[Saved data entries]
[Start of Attachment]

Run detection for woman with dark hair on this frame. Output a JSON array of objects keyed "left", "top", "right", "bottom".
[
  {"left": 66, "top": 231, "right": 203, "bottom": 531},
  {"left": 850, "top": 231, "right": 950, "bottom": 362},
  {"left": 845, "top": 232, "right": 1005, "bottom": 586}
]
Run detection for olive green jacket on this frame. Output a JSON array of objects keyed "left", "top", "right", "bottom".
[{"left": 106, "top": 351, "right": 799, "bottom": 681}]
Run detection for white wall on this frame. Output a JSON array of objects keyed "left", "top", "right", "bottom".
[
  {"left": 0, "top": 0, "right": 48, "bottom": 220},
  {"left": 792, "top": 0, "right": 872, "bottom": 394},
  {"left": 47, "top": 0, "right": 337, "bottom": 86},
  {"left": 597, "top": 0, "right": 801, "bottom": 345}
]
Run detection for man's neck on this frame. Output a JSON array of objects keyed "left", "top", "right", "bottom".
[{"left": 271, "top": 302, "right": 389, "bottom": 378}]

[End of Attachment]

Exactly the lines from the one that holds "Run detection for man's" through the final line of the records above should be written out, and only those.

Run detection for man's neck on this frame. Output a JSON array of objects keyed "left", "top", "right", "bottom".
[{"left": 271, "top": 302, "right": 389, "bottom": 378}]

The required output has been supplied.